● TASK BRIEF: Print verbatim every line starting at the one that contains "Target: white ceiling" and ending at the final line of the records; include both endpoints.

(Region labeling entries)
— Start —

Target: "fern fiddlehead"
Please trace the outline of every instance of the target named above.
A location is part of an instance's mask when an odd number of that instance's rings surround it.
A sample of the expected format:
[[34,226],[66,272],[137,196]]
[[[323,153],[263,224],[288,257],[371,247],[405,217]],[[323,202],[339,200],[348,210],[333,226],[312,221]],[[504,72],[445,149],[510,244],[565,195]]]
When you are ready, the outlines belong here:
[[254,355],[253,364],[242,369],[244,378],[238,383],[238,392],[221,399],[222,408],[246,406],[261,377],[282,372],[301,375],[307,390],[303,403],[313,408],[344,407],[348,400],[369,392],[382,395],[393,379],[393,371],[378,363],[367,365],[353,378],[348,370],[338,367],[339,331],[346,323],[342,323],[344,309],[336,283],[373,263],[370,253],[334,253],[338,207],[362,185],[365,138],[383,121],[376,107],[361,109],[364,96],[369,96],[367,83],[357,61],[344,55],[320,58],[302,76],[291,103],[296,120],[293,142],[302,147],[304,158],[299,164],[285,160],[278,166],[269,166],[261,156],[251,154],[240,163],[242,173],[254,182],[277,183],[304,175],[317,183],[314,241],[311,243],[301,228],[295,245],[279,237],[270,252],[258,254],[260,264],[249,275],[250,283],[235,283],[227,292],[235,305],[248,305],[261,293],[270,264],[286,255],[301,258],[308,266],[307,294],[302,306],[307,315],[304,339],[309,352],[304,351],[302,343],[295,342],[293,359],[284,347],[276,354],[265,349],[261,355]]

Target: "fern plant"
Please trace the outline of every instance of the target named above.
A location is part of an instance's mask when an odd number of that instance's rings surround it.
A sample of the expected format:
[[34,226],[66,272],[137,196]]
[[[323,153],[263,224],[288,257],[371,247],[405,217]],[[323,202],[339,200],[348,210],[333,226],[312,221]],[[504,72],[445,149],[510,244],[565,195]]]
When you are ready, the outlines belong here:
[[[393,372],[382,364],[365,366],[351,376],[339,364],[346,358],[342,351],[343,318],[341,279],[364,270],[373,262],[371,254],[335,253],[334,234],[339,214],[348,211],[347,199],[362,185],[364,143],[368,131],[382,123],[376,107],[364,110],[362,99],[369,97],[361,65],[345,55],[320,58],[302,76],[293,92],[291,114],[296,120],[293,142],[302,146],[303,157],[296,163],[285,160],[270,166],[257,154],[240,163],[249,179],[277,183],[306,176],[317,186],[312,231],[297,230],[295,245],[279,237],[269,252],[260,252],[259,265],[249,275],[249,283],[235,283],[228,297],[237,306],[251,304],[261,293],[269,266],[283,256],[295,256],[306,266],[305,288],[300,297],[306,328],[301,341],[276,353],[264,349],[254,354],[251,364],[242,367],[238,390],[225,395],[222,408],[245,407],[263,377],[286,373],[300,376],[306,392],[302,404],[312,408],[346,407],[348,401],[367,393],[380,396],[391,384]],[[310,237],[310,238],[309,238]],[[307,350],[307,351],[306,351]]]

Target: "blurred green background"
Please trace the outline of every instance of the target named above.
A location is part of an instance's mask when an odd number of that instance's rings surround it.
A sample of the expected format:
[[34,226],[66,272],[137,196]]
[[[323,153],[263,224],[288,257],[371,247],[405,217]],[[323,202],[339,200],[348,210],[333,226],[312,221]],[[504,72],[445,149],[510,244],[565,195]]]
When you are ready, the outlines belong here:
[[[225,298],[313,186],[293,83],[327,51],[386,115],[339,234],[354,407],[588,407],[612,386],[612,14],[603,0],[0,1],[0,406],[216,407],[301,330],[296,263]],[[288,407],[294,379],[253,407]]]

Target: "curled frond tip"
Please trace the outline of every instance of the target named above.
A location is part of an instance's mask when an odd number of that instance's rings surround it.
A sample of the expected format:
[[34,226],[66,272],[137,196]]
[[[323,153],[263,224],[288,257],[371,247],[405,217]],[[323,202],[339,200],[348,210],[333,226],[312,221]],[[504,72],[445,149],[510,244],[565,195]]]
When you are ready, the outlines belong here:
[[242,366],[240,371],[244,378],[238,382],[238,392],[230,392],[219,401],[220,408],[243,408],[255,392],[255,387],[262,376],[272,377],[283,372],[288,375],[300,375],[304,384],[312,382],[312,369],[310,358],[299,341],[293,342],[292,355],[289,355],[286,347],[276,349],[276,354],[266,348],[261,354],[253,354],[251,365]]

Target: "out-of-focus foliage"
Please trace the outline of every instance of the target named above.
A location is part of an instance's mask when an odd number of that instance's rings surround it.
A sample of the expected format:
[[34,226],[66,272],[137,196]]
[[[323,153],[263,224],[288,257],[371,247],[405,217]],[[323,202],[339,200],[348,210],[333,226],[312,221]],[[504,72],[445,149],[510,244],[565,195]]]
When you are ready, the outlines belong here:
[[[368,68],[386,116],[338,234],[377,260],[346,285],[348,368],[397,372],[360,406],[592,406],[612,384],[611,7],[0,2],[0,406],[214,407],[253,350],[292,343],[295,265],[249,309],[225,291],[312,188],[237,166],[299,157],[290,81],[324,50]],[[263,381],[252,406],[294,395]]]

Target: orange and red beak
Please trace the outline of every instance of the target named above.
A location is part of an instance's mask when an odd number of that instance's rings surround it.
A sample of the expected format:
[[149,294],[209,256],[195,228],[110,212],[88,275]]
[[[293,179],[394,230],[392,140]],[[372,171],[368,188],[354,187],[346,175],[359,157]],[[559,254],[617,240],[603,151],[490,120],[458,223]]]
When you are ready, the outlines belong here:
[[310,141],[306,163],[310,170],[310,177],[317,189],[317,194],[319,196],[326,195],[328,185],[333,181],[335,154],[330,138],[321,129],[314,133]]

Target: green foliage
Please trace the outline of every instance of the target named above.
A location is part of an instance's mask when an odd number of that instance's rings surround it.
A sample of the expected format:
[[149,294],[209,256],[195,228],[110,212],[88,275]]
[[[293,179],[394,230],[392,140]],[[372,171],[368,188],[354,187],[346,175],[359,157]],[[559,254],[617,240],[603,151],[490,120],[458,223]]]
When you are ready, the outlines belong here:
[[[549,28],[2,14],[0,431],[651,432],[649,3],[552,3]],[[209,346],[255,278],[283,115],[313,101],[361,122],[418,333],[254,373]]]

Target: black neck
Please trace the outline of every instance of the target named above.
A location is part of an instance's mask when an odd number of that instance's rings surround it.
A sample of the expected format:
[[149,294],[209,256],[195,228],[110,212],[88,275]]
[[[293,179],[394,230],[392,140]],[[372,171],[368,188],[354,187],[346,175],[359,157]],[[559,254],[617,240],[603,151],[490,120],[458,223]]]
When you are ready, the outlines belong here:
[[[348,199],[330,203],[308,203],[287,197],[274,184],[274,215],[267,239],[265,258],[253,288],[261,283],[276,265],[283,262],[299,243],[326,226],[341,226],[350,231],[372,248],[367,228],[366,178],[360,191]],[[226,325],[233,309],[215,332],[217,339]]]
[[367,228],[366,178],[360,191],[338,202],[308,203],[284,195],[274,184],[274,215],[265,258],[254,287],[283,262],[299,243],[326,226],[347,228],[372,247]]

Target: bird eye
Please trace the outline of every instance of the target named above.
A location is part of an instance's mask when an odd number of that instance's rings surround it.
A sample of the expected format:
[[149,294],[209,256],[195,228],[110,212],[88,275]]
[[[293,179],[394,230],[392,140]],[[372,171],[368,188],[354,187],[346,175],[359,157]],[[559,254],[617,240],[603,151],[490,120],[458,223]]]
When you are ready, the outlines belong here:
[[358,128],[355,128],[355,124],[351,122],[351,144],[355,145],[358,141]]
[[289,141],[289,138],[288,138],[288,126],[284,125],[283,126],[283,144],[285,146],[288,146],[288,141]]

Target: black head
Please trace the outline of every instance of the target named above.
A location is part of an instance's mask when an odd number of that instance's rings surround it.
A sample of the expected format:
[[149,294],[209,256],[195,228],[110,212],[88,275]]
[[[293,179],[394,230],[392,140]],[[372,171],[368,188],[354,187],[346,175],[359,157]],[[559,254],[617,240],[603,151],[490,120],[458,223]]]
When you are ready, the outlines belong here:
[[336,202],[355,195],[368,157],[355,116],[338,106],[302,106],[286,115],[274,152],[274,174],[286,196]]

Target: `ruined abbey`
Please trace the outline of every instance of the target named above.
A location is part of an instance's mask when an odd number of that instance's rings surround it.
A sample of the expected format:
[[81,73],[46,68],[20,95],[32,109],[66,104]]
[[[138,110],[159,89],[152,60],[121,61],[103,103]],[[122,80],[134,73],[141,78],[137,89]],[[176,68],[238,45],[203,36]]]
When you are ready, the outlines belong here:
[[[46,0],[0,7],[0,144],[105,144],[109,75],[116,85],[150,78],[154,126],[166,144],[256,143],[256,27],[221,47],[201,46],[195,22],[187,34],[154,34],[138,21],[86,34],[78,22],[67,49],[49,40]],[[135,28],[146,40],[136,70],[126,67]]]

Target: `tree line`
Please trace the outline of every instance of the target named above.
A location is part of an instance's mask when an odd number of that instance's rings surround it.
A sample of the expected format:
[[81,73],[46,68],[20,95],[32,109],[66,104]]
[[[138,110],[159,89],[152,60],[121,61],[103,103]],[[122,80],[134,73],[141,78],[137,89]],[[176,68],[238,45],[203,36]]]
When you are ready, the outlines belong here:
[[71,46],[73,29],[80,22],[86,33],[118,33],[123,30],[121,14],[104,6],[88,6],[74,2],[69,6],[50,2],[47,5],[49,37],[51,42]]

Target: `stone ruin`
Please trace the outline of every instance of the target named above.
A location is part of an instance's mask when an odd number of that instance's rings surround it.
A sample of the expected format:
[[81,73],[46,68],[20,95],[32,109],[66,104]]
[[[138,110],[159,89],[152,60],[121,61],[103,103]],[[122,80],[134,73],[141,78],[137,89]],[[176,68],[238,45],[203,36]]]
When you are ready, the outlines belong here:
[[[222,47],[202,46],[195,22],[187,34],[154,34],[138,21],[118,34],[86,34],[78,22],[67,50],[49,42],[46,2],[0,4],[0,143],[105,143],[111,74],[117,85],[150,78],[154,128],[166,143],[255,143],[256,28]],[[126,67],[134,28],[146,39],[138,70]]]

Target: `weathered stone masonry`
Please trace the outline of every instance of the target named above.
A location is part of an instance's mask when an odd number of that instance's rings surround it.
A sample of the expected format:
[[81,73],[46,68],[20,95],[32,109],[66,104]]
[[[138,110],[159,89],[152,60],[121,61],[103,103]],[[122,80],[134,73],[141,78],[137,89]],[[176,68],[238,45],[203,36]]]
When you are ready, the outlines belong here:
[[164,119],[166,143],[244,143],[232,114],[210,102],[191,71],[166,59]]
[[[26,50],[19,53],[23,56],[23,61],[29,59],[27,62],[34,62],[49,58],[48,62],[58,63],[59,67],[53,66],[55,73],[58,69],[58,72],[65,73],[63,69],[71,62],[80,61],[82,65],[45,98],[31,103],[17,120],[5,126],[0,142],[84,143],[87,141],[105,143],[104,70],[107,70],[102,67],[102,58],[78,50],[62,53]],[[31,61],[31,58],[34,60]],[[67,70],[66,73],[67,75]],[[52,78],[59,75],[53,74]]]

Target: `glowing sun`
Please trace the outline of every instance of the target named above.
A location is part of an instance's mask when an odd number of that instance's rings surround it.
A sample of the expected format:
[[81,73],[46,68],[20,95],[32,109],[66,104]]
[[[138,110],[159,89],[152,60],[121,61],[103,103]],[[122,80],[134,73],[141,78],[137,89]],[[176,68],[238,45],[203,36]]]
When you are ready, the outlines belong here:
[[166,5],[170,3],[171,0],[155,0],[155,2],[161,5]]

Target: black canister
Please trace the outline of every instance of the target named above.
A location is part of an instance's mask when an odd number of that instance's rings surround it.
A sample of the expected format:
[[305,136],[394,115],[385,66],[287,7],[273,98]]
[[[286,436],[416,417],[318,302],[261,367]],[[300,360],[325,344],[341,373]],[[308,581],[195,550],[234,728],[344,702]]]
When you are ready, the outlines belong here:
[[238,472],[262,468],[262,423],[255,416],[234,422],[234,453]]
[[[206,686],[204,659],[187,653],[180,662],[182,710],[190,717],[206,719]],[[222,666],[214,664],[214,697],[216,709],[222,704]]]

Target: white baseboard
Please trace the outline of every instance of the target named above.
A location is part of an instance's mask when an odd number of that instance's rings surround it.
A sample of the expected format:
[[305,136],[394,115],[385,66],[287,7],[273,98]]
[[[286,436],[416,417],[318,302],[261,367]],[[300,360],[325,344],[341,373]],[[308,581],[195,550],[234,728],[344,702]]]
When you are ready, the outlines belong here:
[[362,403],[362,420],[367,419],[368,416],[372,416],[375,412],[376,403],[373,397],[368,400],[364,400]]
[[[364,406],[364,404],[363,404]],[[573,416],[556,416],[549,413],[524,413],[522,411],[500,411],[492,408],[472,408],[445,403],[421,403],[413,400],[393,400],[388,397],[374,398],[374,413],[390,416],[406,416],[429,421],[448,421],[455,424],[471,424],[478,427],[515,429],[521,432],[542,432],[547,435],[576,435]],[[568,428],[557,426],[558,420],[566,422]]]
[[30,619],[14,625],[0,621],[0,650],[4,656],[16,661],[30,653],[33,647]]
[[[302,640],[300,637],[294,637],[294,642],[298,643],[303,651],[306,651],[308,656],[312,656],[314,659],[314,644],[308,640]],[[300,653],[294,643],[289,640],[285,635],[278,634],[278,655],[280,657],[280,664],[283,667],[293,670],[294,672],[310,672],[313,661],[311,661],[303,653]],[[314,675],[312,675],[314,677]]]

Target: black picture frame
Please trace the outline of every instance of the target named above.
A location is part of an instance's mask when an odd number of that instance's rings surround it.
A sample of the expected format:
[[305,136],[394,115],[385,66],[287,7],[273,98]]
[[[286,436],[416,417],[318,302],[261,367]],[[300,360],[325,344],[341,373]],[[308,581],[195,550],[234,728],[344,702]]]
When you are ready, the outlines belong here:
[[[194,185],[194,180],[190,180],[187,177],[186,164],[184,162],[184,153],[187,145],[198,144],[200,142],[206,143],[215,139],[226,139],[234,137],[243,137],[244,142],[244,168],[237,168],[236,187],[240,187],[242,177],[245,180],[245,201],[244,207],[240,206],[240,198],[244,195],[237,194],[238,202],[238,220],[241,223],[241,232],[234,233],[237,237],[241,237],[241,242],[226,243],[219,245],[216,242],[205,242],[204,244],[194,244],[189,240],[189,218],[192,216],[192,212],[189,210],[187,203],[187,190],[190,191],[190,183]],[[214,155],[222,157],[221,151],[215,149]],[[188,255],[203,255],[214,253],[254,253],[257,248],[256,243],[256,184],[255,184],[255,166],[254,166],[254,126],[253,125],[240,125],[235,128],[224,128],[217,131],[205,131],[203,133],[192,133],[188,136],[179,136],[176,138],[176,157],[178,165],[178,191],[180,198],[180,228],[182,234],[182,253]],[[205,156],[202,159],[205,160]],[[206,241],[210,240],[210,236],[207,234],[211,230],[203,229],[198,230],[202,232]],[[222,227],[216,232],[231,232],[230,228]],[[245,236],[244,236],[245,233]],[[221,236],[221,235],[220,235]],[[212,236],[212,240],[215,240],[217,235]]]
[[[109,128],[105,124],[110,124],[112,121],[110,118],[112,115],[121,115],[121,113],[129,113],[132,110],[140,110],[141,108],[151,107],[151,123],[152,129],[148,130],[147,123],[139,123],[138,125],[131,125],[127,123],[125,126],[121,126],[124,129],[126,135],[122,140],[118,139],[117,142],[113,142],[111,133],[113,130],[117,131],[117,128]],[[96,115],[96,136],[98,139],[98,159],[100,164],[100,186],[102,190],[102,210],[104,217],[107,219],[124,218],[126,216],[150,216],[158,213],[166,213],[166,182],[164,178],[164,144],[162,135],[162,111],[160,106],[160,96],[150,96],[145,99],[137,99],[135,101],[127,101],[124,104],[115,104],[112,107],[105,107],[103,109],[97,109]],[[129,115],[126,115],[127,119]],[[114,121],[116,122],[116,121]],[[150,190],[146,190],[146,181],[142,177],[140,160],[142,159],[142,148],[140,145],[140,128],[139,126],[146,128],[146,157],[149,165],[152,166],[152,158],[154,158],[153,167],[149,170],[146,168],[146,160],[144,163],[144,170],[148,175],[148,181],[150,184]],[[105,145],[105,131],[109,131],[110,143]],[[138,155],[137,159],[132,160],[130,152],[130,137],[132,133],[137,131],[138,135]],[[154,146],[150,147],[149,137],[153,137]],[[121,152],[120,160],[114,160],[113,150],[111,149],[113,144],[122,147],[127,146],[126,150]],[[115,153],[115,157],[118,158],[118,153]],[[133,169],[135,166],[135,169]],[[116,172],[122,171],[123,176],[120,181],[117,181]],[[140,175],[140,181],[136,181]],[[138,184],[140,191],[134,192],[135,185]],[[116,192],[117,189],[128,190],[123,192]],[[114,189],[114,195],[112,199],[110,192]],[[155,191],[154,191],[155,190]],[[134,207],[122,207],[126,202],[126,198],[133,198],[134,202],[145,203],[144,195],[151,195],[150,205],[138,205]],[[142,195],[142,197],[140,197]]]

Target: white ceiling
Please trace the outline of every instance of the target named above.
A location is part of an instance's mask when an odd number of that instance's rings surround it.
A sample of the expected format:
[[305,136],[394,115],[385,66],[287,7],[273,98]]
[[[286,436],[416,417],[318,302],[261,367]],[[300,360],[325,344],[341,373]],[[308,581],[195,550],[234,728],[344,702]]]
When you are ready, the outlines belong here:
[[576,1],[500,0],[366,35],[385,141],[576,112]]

— End —

● ANSWER:
Target: white ceiling
Please trace the outline of every instance of the target named above.
A location is part of an instance's mask when an odd number of that instance's rings surround it.
A sample of the expected format:
[[305,136],[394,115],[385,66],[287,7],[273,98]]
[[[286,436],[416,417],[318,302],[261,367]],[[300,360],[325,344],[341,373]],[[308,581],[195,550],[234,728],[344,702]]]
When you are ready, the outlines belong here:
[[576,1],[500,0],[366,35],[385,141],[576,112]]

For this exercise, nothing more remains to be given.